Problem
Scan the data below for the string "hand". Copy every line where it appears.

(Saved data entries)
┄┄┄┄┄┄

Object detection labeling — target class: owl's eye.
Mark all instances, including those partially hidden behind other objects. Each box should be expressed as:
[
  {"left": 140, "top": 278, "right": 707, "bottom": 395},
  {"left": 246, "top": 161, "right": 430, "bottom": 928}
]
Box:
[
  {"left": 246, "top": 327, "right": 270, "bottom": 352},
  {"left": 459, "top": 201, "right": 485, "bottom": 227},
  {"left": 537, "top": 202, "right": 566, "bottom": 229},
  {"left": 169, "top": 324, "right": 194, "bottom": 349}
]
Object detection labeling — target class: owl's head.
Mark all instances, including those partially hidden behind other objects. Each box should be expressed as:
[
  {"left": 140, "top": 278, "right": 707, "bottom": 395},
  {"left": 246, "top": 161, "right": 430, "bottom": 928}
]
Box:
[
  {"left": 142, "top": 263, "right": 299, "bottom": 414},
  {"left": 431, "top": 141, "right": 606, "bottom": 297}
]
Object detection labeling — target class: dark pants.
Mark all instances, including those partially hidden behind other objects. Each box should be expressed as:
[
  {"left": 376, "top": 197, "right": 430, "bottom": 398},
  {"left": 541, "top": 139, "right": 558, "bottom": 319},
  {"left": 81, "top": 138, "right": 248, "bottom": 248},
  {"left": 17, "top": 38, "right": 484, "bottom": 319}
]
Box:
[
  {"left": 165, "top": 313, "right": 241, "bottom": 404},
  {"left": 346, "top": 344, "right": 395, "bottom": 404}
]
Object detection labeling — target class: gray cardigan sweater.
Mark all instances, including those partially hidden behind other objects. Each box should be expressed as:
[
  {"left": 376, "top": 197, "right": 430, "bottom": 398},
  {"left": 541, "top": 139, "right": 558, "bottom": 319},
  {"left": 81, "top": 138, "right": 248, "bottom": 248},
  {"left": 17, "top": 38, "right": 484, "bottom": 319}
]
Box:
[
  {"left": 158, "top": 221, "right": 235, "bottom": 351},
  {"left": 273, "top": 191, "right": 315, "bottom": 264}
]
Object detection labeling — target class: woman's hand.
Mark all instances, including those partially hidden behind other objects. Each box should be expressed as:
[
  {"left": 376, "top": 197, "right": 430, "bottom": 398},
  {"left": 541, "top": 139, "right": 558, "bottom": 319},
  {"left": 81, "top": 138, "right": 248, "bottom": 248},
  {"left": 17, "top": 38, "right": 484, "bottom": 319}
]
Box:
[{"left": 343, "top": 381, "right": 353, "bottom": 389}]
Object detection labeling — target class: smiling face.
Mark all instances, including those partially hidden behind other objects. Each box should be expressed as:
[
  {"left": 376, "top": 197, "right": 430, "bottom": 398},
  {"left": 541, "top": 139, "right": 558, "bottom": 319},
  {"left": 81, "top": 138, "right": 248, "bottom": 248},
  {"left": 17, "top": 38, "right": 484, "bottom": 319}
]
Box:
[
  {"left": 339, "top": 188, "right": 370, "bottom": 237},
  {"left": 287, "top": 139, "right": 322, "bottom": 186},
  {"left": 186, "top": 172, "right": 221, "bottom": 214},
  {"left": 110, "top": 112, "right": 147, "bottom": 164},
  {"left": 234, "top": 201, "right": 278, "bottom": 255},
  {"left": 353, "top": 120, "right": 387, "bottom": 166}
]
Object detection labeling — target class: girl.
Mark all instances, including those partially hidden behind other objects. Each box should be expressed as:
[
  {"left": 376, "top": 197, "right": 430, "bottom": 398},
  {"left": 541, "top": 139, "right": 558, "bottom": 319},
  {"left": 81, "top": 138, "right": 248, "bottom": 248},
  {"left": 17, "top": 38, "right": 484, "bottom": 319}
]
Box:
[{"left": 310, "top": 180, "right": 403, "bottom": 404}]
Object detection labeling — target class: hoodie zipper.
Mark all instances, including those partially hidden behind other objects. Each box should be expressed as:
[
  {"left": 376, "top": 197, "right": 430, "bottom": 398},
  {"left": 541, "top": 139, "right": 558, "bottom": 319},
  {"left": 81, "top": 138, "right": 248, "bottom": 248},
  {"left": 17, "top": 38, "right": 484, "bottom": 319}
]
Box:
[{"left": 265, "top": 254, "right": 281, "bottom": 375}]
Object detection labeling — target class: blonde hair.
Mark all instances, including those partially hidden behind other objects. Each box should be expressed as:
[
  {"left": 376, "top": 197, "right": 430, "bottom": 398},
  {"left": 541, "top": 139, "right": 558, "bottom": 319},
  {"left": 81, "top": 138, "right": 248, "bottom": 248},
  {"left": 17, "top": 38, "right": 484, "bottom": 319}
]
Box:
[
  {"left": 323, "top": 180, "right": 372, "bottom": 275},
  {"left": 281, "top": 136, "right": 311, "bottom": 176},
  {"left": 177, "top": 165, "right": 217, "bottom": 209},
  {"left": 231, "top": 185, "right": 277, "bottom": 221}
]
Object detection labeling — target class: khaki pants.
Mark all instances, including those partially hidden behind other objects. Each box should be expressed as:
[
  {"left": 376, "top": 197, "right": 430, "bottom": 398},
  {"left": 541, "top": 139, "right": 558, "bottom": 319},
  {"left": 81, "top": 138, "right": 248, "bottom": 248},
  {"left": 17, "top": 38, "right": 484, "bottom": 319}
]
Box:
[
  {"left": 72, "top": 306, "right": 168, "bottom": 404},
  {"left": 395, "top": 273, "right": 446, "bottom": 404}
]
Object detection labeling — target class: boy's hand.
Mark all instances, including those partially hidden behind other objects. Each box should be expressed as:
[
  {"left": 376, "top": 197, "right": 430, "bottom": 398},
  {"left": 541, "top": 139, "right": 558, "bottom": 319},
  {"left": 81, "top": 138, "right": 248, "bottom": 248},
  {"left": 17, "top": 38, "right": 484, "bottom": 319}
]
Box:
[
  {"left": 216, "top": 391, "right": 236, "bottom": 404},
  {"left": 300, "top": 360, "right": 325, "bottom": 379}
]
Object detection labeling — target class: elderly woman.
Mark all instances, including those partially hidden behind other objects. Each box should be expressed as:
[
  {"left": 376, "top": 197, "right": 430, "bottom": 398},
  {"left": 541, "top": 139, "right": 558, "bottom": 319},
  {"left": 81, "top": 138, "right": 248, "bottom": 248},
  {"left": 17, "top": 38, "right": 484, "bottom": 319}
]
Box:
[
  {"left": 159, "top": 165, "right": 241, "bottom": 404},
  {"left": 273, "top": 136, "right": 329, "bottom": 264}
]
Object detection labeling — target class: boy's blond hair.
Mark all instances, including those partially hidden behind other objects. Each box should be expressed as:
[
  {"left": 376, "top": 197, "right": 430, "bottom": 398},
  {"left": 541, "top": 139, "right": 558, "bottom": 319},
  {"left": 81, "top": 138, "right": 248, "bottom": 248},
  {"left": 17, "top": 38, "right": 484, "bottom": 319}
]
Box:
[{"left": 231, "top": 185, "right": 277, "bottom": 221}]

┄┄┄┄┄┄

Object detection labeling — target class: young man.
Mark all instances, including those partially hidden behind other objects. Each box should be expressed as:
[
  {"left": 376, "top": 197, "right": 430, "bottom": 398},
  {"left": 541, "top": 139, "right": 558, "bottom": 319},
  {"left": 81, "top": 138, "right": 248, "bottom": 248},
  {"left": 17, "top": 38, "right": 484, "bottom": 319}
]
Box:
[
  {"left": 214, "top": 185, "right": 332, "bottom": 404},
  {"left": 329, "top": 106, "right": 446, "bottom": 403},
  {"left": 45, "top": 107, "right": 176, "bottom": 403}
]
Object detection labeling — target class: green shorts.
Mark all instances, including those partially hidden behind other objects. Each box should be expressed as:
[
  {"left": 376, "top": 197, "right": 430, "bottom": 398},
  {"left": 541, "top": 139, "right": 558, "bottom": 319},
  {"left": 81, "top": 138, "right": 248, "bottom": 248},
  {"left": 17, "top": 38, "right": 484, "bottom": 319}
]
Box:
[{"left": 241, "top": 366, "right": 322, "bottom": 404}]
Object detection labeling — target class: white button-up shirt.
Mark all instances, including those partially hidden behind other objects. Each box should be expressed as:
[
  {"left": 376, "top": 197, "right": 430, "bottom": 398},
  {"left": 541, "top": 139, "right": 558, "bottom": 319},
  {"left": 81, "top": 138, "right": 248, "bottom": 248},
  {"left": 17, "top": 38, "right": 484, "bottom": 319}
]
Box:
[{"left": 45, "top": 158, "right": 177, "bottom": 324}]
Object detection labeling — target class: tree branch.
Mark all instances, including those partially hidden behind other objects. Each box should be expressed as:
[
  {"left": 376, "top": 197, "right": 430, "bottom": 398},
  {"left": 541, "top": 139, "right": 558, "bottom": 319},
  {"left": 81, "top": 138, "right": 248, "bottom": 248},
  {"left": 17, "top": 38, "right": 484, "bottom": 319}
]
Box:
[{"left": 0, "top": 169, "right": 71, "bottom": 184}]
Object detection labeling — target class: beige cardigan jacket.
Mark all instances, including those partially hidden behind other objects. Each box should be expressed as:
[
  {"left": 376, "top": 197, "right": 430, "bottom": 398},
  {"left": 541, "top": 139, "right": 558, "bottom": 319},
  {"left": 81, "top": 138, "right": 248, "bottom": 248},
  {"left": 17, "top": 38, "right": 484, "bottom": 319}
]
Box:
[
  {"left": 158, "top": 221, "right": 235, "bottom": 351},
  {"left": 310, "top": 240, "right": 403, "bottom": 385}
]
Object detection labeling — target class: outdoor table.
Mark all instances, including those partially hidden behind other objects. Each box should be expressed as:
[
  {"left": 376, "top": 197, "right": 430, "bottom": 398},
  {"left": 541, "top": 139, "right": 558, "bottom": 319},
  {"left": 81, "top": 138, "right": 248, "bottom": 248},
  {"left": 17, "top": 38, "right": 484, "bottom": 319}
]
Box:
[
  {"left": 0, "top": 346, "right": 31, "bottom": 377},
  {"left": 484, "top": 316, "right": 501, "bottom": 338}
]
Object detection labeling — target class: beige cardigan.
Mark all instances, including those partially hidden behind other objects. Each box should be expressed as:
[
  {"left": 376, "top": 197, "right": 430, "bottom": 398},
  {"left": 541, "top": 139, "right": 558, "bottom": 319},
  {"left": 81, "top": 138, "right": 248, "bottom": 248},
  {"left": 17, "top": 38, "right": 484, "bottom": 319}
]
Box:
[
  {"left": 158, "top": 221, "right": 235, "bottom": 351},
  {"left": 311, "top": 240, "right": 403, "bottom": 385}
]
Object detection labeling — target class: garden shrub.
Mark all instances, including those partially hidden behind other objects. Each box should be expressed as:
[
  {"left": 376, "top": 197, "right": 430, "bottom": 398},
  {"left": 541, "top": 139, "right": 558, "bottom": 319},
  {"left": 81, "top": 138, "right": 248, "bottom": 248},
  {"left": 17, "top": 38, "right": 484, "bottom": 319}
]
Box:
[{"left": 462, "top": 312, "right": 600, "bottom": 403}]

┄┄┄┄┄┄

Response box
Object detection labeling — target class: woman's hand.
Object detection labeling — target class: boy's hand.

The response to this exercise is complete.